BEGIN Provided entries
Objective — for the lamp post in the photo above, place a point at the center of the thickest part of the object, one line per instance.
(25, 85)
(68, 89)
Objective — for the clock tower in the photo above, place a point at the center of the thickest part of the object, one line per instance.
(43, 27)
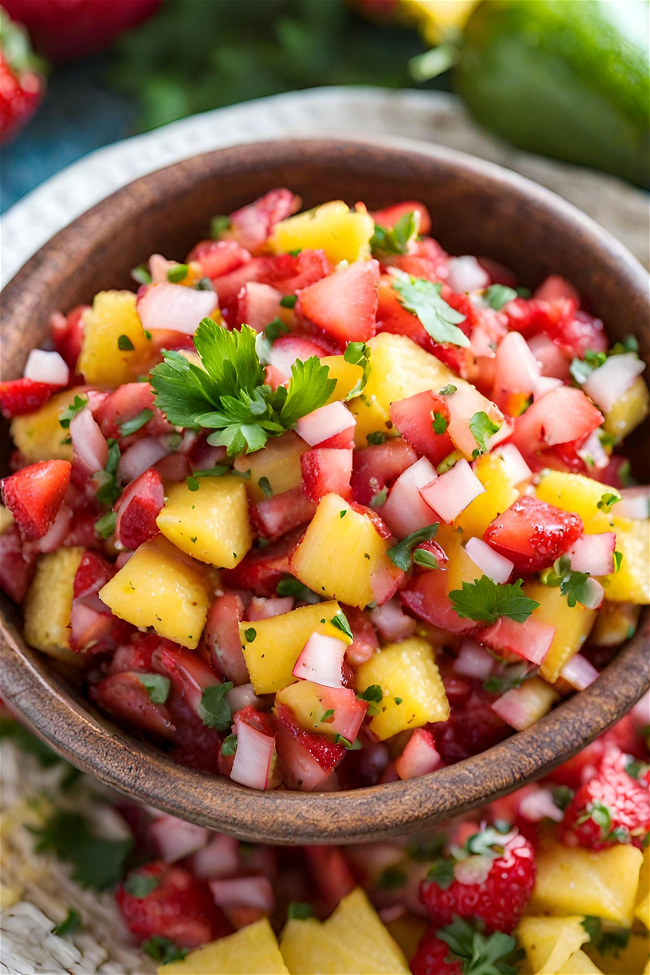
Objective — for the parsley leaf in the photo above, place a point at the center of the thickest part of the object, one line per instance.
(483, 427)
(422, 299)
(400, 554)
(485, 601)
(214, 710)
(396, 240)
(96, 862)
(498, 295)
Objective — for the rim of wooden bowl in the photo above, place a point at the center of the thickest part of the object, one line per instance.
(514, 221)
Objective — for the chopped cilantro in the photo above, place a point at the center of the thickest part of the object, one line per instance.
(400, 554)
(422, 298)
(485, 601)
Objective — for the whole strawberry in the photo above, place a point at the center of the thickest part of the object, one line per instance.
(490, 878)
(612, 807)
(461, 949)
(21, 84)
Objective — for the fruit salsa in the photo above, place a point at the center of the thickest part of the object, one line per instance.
(551, 879)
(323, 506)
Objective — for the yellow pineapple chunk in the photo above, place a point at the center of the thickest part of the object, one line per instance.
(400, 368)
(39, 435)
(413, 692)
(549, 942)
(278, 462)
(572, 626)
(347, 375)
(599, 883)
(579, 964)
(272, 646)
(352, 940)
(48, 604)
(211, 523)
(101, 361)
(253, 950)
(341, 554)
(342, 233)
(160, 587)
(629, 410)
(499, 495)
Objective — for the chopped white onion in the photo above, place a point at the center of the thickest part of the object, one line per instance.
(451, 493)
(497, 567)
(607, 384)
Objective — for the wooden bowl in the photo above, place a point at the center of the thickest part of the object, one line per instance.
(476, 208)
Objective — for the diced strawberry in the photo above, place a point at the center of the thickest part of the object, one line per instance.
(137, 509)
(414, 418)
(17, 564)
(344, 304)
(21, 396)
(179, 907)
(35, 494)
(219, 257)
(389, 216)
(67, 334)
(278, 515)
(125, 697)
(326, 470)
(221, 638)
(377, 465)
(533, 534)
(253, 224)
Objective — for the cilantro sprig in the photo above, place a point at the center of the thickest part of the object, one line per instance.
(485, 601)
(422, 298)
(229, 395)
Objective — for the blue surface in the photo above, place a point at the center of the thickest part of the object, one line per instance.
(79, 113)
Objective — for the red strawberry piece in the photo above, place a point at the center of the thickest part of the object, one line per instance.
(326, 470)
(423, 420)
(221, 638)
(533, 534)
(35, 494)
(20, 396)
(78, 28)
(611, 807)
(125, 697)
(17, 564)
(492, 882)
(378, 465)
(344, 304)
(161, 900)
(138, 508)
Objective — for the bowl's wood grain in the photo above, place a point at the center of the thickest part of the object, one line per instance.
(476, 208)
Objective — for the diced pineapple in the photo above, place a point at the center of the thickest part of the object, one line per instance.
(39, 435)
(499, 495)
(549, 942)
(572, 626)
(211, 523)
(615, 623)
(253, 950)
(272, 646)
(413, 692)
(352, 940)
(347, 375)
(631, 584)
(629, 410)
(48, 604)
(340, 553)
(160, 587)
(599, 883)
(278, 462)
(579, 964)
(101, 361)
(342, 233)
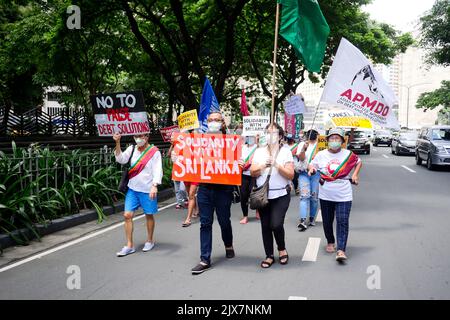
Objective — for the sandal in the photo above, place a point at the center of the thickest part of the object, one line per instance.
(186, 224)
(284, 258)
(266, 264)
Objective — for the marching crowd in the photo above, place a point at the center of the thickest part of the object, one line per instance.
(319, 177)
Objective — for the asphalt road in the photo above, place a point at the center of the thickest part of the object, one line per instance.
(399, 244)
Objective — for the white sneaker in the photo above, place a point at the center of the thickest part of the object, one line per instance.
(125, 251)
(148, 246)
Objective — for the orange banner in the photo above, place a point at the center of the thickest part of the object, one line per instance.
(207, 158)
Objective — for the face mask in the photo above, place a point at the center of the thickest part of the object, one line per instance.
(139, 141)
(214, 126)
(334, 145)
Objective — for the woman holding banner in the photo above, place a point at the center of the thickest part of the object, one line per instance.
(335, 192)
(271, 154)
(248, 151)
(309, 185)
(145, 174)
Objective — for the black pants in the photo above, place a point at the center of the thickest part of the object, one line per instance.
(246, 187)
(272, 223)
(295, 180)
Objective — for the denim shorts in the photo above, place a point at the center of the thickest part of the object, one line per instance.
(135, 199)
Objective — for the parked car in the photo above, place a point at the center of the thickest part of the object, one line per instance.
(404, 143)
(359, 142)
(433, 146)
(382, 137)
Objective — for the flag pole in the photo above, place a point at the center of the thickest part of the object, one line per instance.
(275, 48)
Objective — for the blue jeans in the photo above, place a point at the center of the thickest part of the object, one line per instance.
(342, 211)
(210, 199)
(309, 191)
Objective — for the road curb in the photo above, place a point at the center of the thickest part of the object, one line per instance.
(63, 223)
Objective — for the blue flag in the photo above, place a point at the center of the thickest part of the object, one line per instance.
(208, 104)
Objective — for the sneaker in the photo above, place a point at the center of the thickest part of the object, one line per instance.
(302, 225)
(200, 268)
(340, 256)
(148, 246)
(229, 253)
(125, 251)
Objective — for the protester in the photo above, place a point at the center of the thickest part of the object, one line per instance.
(293, 147)
(248, 151)
(271, 154)
(180, 189)
(335, 192)
(145, 174)
(309, 185)
(214, 198)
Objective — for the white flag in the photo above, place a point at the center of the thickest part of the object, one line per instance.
(353, 83)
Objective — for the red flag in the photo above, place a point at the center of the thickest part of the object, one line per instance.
(244, 109)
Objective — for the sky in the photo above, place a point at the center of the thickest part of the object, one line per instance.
(402, 14)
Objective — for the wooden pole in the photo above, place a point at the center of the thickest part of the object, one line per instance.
(275, 48)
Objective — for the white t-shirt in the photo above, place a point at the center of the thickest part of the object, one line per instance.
(339, 190)
(152, 172)
(245, 152)
(303, 165)
(277, 181)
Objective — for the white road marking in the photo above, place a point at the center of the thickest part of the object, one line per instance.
(297, 298)
(71, 243)
(410, 170)
(312, 249)
(319, 216)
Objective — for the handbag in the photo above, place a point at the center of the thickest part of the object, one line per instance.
(259, 196)
(123, 184)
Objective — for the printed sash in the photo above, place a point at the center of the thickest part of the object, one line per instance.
(142, 161)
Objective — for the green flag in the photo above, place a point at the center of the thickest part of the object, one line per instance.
(304, 26)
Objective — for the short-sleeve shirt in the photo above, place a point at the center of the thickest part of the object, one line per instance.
(338, 190)
(277, 183)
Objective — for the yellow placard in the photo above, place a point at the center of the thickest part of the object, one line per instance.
(188, 120)
(356, 122)
(322, 143)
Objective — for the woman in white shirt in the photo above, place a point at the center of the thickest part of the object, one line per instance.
(248, 153)
(335, 192)
(309, 185)
(145, 175)
(270, 154)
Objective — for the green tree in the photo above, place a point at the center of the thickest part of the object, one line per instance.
(437, 98)
(436, 40)
(435, 27)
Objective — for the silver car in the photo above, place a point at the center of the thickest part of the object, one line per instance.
(433, 146)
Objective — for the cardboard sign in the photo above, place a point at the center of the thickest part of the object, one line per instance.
(188, 120)
(254, 125)
(167, 132)
(354, 122)
(207, 158)
(121, 112)
(322, 143)
(294, 105)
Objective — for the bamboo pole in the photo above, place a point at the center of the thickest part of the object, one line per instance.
(275, 48)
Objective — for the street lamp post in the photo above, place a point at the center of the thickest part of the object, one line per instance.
(407, 99)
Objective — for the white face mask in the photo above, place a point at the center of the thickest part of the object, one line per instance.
(214, 126)
(139, 142)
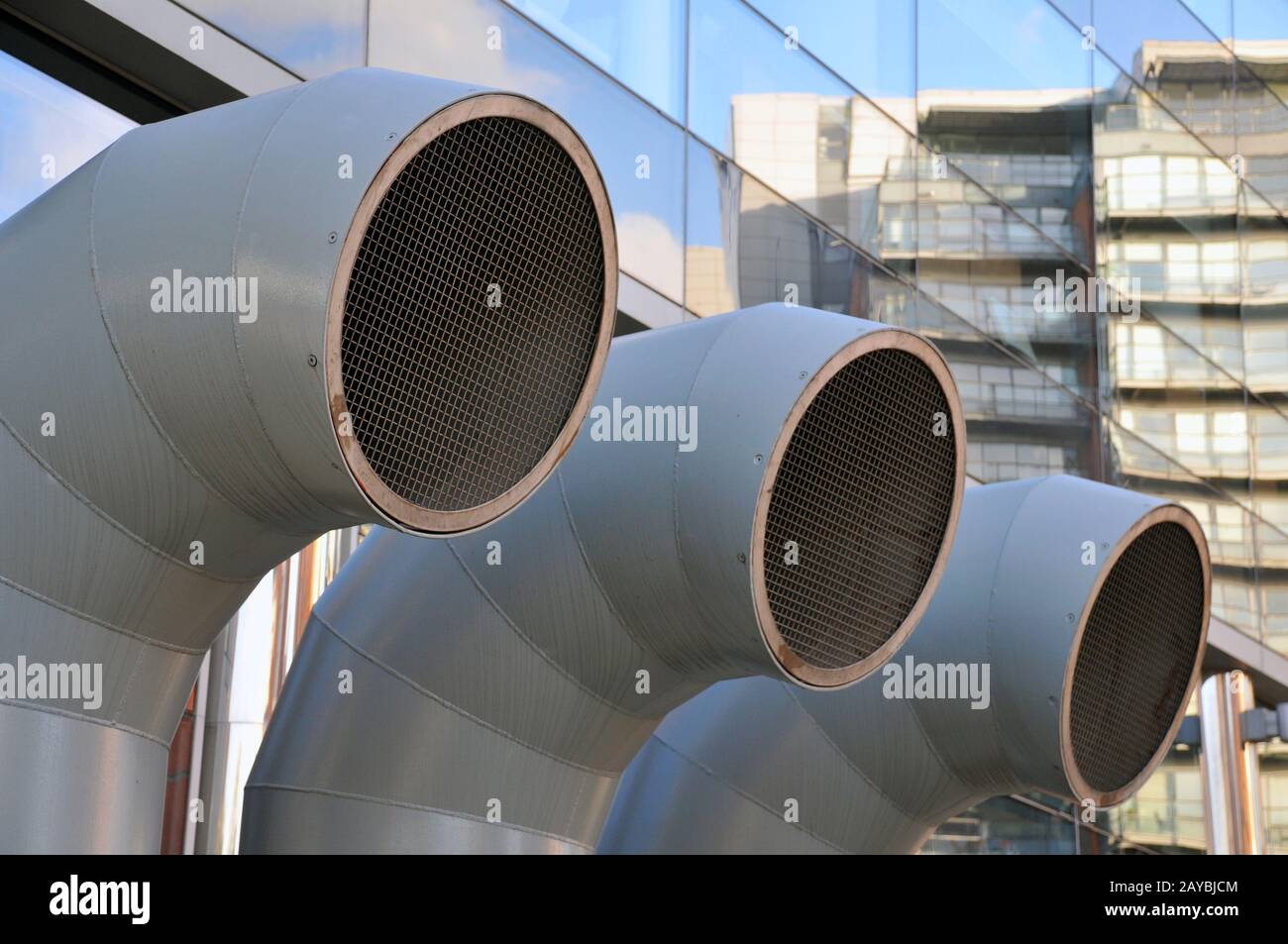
END Provided entries
== Task requirements ==
Will you restate every entry word for word and omit the images?

== Reply ==
Objective — for the lamp post in the photo above, place a point at the center of the thickest part of the object, one line per instance.
(25, 85)
(68, 89)
Objective — for the clock tower in the photo above, place a point at the center of the thickest part of the object, one line per instance.
(43, 27)
Objective — for the parsley leaf in the photo above, place a point at the center of the thickest part of the object, one line per instance.
(483, 427)
(422, 299)
(400, 554)
(485, 601)
(214, 710)
(396, 240)
(96, 862)
(498, 295)
Objective — for the rim of wooden bowl in the photo above, place a point at the center of the thickest part of the object, one line per instance.
(514, 221)
Objective — for the chopped cilantro in the photo above, place a point at the center of the thickest part of the object, one line per instance.
(400, 554)
(422, 298)
(485, 601)
Objective — for the whole strawberry in the photo above, place a point at the center of the thickest part of the object, one line per instance.
(490, 878)
(612, 807)
(461, 949)
(21, 84)
Objective — for the fruit salsa in the photo above, place a point at the center of the thickest part of the object, one line per instance.
(551, 879)
(323, 506)
Objective — for the yellow pineapple chunk in the photo above, place a point at the center of the thickest part of the object, one line per instance.
(400, 368)
(39, 435)
(413, 692)
(549, 942)
(278, 462)
(572, 626)
(347, 375)
(599, 883)
(579, 964)
(272, 646)
(352, 940)
(48, 604)
(211, 523)
(101, 361)
(253, 950)
(341, 554)
(342, 233)
(160, 587)
(629, 410)
(499, 495)
Objective — for the chopped white onion in the photo above, place a point at the center of the thickest part of the object, one line per instance.
(451, 493)
(497, 567)
(607, 384)
Objective — for the wooden bowl in the photo above, place a point at the center of the thickest part of the object, one line per instance.
(476, 208)
Objective — for the diced strawberry in the photo above, place a point at the center of the thickest part of the object, one line per instance.
(137, 509)
(414, 418)
(17, 564)
(344, 304)
(21, 396)
(179, 907)
(35, 494)
(219, 257)
(389, 216)
(67, 334)
(278, 515)
(125, 697)
(326, 470)
(221, 638)
(377, 465)
(533, 534)
(253, 224)
Objective — for the cilantro sprig in the photo above, place a point at the center of the thickest part of the object, one line per instance.
(485, 601)
(422, 298)
(229, 395)
Objective — for the blue surface in the photo above, place a point at the center of the thickest part of the object, one line per instance.
(79, 113)
Objective — for the red strawberry piece in the photo above, place a point at the center of the thickest part of the object, one line per instance.
(326, 470)
(423, 420)
(221, 638)
(533, 534)
(35, 494)
(20, 396)
(78, 28)
(611, 807)
(125, 697)
(17, 564)
(492, 882)
(378, 465)
(344, 304)
(161, 900)
(138, 508)
Objective — for the bowl's wood grain in the photo above, place a point at the center of the thickest part of the object, one line per instance.
(476, 208)
Objective — for the diced pineapple in the photo above, place a point at the center of the thickest part of the object, one line per instance.
(39, 435)
(499, 495)
(549, 942)
(572, 626)
(211, 523)
(615, 623)
(253, 950)
(272, 646)
(413, 692)
(352, 940)
(347, 375)
(631, 584)
(629, 410)
(48, 604)
(340, 553)
(160, 587)
(599, 883)
(278, 462)
(579, 964)
(101, 361)
(342, 233)
Objective — for the sandal in the photo above, place a point at the center of the thickest part of the object, one line per instance.
(186, 224)
(284, 258)
(266, 264)
Objective — for the marching crowd in the photo above, place a point at the center of the thickest part of the object, one line per instance.
(319, 177)
Objective — for the asphalt road in the photo above, place a point at the center of the thickest part of the object, one line per instance.
(399, 244)
Objective — for the white sneaker in the photo above, place a point at the center of the thickest part of the object, one line per instance.
(125, 251)
(148, 246)
Objective — for the orange banner in the photo above, place a point at the center of the thickest part of the object, one line per instance.
(207, 158)
Objective — for the face mask in the photo above, place a point at the center of the thickest part of the object, one line per instance.
(139, 141)
(214, 126)
(334, 145)
Objective — for the woman holding banner in the photo above, place a point at the center of the thickest part of the object, one line per instance.
(335, 192)
(271, 154)
(248, 151)
(309, 185)
(145, 174)
Objective — for the black pants in the photo above, place a point at the center of the thickest part of the object, one line per instance.
(246, 187)
(272, 223)
(295, 180)
Objective — for the denim shorts in the photo above, place a point at the center of the thickest part of the object, one line per instance.
(135, 199)
Objective — for the parked car in the photo above, place a point at the center of the thickest part of the object, one line per instance.
(404, 143)
(359, 142)
(433, 146)
(382, 137)
Objective — for the flag pole in the photo above, place a point at the center of the thickest part of the object, one line per instance.
(275, 48)
Objective — for the blue jeans in the photo above, place a point at the center of the thickest part of the object, one line per instance.
(342, 211)
(210, 199)
(309, 191)
Objective — for the road curb in the photo above, place a point at the center of the thickest part of the object, one line per instance.
(63, 223)
Objective — for the blue flag in the photo above, place a point at the center of the thickest part of the object, one line per instance.
(208, 104)
Objective — for the sneaker in the photo above, place a point at the center of the thickest part of the object, one line per instance.
(302, 225)
(200, 268)
(340, 256)
(148, 246)
(229, 253)
(125, 251)
Objective — for the protester in the photo above, place a point at the center of the thickest part of the object, one line per instance.
(293, 147)
(248, 151)
(271, 154)
(180, 189)
(335, 192)
(145, 174)
(309, 185)
(214, 198)
Objective — for the white flag in the photo above, place a point at the center of the thickest part of the object, one line per instance.
(353, 83)
Objective — for the red flag in the photo above, place a point at the center of the thickest part of the object, one line per instance.
(244, 109)
Objective — for the sky in the photo above, place a point at the center of the thickest part of the object, one line per instance.
(402, 14)
Objective — for the wooden pole in the photo above, place a point at the center of the thickest part of the object, one line per instance.
(275, 48)
Objective — for the white t-shirt in the photo above, place a point at the center of the thickest part of the object, one line per instance.
(339, 190)
(152, 172)
(245, 152)
(303, 165)
(277, 181)
Objective — for the white road marking in the photo above, place a point at the center of the thickest part of the object, one line per instance.
(297, 298)
(71, 243)
(410, 170)
(312, 249)
(319, 216)
Objective — for the handbag in the photo above, place a point at the center of the thickest part of the object, one line per instance.
(259, 196)
(123, 184)
Objective — for the printed sash in the photo above, place a point at the center of the thickest part of the object, one line per instance.
(142, 161)
Objective — for the green flag in the photo above, place a point at the center of the thickest part of the object, one line per instance.
(304, 26)
Objective — for the short-sleeve shirt in the photo above, place a point at the center of the thickest part of the object, one line per instance.
(338, 190)
(277, 183)
Objective — for the yellow placard in the photo above, place a point at the center of the thickest part of the object, one line per instance.
(188, 120)
(356, 122)
(322, 143)
Objective — for the woman in white shirt in the photo above, place a point at the center of the thickest part of the object, one line per instance.
(248, 153)
(335, 192)
(309, 185)
(145, 175)
(270, 154)
Objective — for the green tree in the photo above, place a point at the center of the thickest part of the object, one line per instance.
(437, 98)
(436, 40)
(435, 27)
Objective — for the silver car in the photo above, place a point at the center of the thickest part of the object, one line per instance.
(433, 146)
Objective — for the cardboard sign in the photo above, place a point at the center of the thickest part of the object, one line per instance.
(188, 120)
(254, 125)
(167, 132)
(354, 122)
(207, 158)
(121, 112)
(322, 143)
(294, 105)
Objective — for the bamboo pole in the photo above, place a point at the center of the thickest part of the object, one line per instance.
(275, 48)
Objective — for the street lamp post in the photo above, place a point at the center of the thickest part of the object, one line per instance.
(407, 99)
Objective — for the white face mask in the photo above, place a point at the center of the thickest part of the object, one line per instance.
(214, 126)
(139, 142)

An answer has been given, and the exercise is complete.